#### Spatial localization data

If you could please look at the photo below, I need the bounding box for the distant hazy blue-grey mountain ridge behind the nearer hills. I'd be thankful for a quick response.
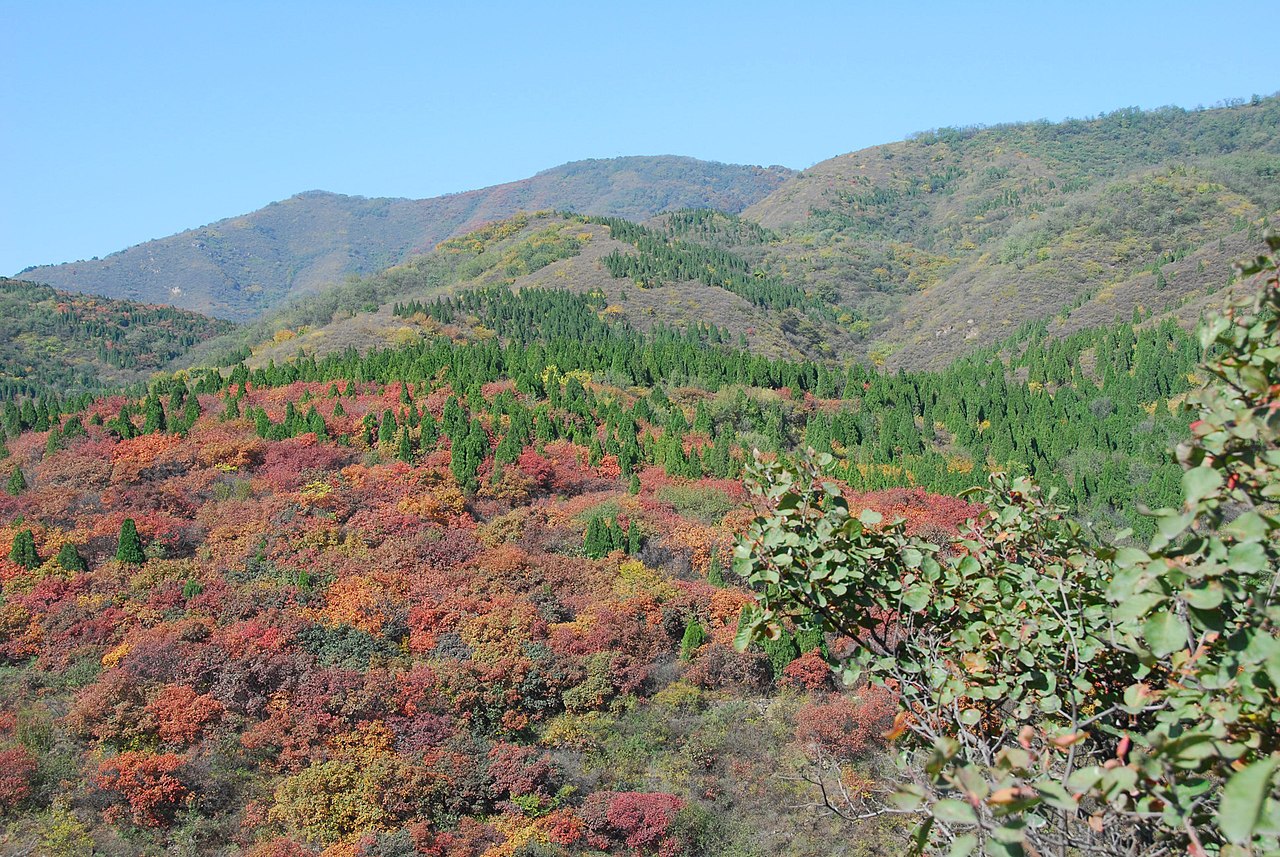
[20,156,792,321]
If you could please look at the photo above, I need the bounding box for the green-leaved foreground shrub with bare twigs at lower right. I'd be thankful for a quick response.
[735,238,1280,857]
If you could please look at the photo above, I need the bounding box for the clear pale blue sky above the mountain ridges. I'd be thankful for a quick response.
[0,0,1280,272]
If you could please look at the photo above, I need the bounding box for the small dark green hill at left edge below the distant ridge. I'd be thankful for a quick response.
[0,278,232,398]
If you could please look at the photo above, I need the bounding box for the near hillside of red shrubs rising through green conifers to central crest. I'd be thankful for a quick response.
[0,241,1239,857]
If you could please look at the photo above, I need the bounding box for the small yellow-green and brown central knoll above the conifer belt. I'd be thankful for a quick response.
[179,211,856,366]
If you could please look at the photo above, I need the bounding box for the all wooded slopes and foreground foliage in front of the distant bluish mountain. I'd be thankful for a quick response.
[0,98,1280,857]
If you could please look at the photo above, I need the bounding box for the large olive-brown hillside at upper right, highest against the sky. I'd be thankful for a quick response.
[742,97,1280,367]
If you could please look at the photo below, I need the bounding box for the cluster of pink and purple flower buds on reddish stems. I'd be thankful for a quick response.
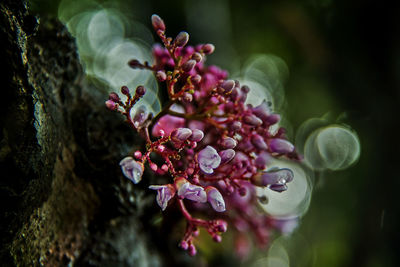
[106,15,299,255]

#### What to work on
Return all records above verbatim without their pictures.

#### Final answer
If you could please look at the photo below, I need the bounding box for the distant hazy blue-grey mountain ridge behind the nearer hills. I'd be thankful for a quick response.
[20,156,792,321]
If you could please look at the photo above, I need the bounding box for the green-leaved foreground shrub with bare twigs at lower right. I'd be thankful for a quick response.
[735,238,1280,857]
If you could please look at the photo above, I need the bounding box for the clear pale blue sky above the mountain ridges. I'd be thankful for a quick response.
[0,0,1280,272]
If you could please look at the photo above, I need the bounding box for the small dark green hill at left edge below the distant ridge. I'd be thankful for a quick response.
[0,278,232,398]
If you could please look at the photo above, I need the bounding box for the near hillside of red shrubs rising through green conifers to central crest. I'd be thankful for a quick response.
[0,241,1239,857]
If you could please look at the photo above, I need the bounding box for the small yellow-green and brown central knoll above the conifer belt. I'd be thankful for a quick response.
[179,211,856,366]
If you could please look at the photo above, I need the bounding box for the all wooded slopes and foreground foliage in front of the distant bluish mountain. I'd be thankful for a quick response.
[0,98,1280,857]
If you could please look at the photo above, I need the bounding box for the large olive-brown hillside at upper right, highest against the sky. I'd be thankful for a quick response.
[742,97,1280,367]
If you could please look at the photo below, I need the bounding box for the cluster of pink and purple flower buds on reddish stems. I'd be thankful for a quick response.
[106,15,299,255]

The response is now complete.